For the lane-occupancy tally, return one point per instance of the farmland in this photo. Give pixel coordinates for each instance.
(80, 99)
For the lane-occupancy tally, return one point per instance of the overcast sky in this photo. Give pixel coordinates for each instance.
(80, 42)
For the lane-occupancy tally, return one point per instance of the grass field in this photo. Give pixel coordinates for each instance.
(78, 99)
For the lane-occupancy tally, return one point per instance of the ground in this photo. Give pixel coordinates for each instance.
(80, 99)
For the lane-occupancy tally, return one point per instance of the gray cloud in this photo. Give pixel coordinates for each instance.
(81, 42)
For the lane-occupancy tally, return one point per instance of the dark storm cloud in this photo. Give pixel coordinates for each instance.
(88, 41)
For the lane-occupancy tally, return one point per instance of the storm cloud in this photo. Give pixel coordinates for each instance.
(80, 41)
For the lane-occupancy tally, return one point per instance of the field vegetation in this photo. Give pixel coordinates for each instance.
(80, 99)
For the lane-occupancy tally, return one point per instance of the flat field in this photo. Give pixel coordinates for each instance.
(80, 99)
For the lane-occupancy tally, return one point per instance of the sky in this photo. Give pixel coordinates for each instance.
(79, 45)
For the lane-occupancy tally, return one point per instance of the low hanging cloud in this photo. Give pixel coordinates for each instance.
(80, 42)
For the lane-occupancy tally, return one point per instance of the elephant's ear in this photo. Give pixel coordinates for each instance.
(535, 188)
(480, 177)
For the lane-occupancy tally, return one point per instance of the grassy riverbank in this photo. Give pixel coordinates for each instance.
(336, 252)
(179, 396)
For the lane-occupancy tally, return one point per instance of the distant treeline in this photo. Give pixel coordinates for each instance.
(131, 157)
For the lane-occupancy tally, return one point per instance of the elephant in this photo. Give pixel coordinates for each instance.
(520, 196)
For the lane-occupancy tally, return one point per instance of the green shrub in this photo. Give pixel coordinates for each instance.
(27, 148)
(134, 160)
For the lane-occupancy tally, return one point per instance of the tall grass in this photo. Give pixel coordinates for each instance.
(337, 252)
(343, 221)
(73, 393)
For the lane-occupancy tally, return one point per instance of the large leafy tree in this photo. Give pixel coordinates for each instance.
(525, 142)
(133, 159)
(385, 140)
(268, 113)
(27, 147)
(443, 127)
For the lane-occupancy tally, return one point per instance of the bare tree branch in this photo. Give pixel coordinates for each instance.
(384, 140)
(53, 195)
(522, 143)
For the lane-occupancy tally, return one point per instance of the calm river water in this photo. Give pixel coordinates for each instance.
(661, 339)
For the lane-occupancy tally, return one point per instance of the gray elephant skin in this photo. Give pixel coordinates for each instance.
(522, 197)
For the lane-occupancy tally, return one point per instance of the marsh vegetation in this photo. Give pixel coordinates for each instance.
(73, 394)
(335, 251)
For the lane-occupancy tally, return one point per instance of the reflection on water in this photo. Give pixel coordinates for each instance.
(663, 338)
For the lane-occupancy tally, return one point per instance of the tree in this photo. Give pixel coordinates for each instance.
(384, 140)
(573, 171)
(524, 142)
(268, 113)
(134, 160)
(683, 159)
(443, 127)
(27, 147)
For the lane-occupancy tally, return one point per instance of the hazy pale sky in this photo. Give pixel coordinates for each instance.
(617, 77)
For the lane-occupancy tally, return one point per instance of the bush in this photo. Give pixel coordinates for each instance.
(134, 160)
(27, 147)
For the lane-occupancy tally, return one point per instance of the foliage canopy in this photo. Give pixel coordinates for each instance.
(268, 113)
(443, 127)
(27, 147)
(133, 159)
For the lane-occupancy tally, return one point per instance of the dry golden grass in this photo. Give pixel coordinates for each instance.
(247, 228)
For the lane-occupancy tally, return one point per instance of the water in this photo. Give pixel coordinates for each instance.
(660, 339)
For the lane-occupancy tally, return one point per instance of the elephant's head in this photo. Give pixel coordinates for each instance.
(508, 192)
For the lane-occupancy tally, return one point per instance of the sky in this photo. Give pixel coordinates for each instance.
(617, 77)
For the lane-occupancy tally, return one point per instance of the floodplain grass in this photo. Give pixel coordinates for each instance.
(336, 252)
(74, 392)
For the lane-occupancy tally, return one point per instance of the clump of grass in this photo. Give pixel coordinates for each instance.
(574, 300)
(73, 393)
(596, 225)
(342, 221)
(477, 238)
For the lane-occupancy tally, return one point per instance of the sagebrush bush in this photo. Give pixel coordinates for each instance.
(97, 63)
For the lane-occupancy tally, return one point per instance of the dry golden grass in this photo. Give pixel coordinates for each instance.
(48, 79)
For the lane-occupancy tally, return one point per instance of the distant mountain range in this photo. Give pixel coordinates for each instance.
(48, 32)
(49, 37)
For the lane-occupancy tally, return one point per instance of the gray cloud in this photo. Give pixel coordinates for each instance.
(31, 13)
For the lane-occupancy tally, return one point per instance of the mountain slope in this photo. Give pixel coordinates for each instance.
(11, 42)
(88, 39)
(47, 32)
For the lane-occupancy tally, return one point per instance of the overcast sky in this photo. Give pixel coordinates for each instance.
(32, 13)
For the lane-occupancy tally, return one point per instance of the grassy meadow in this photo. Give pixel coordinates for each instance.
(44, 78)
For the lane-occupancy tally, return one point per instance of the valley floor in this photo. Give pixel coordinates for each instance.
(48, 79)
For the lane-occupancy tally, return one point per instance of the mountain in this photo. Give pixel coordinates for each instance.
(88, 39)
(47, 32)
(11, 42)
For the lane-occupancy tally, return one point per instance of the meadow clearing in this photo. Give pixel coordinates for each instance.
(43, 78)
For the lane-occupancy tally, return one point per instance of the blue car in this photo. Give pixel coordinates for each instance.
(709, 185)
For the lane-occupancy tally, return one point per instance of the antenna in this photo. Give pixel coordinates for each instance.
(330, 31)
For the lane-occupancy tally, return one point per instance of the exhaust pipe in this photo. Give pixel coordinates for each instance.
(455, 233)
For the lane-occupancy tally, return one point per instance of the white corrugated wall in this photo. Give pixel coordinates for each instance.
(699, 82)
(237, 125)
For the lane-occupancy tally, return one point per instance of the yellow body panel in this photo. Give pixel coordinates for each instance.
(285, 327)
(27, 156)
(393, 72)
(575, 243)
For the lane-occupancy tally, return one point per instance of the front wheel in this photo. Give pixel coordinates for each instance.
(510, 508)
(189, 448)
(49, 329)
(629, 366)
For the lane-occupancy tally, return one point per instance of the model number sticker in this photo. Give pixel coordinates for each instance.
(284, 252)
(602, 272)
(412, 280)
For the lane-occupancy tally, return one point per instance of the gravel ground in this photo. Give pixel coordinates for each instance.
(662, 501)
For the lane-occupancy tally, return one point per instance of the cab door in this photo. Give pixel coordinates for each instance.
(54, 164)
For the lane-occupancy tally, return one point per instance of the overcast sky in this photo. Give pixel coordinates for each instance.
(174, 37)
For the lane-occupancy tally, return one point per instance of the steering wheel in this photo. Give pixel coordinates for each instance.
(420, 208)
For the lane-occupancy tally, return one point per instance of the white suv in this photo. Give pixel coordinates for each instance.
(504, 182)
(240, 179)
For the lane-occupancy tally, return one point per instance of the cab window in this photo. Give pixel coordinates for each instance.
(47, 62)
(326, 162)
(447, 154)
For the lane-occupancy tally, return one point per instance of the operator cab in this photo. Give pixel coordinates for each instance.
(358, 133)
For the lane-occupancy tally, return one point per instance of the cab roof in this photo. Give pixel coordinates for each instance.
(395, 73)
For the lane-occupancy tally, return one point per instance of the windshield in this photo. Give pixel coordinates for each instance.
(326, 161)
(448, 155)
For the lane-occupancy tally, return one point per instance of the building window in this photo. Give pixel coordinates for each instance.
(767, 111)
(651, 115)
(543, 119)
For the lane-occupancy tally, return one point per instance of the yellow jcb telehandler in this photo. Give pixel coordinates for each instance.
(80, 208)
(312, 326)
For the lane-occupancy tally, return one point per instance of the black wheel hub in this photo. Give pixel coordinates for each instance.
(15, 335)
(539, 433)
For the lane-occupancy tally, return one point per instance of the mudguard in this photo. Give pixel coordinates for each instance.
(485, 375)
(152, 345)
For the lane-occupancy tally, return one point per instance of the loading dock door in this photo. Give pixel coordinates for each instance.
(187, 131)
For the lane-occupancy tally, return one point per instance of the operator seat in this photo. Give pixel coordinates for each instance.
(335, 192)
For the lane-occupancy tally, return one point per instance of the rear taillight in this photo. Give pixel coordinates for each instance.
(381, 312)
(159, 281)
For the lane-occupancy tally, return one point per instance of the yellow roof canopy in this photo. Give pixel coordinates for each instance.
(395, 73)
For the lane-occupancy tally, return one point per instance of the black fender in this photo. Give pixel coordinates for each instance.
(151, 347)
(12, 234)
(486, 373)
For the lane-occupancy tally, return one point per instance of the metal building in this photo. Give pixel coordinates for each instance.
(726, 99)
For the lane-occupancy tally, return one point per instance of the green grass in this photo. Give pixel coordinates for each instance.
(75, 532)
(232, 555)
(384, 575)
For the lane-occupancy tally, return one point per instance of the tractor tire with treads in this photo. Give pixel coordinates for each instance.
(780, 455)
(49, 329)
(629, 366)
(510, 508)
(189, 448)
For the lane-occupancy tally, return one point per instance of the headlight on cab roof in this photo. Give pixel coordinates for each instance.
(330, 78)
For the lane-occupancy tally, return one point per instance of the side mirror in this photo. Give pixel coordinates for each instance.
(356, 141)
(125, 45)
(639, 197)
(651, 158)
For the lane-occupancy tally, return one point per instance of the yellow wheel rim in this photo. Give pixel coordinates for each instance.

→ **ACTIVITY**
Reproduce only the lines between the line containing "of the side" and the last line of the records, those two lines included, exactly.

→ **YOUR SOLUTION**
For the lane-occupancy tally, return one point per instance of the side mirror in this photo. Give pixel coordinates for each instance.
(356, 141)
(125, 45)
(639, 197)
(651, 158)
For the lane-occupancy tally, return one point per instance of the yellow wheel rim in this photo. Give pixel coordinates for each instance.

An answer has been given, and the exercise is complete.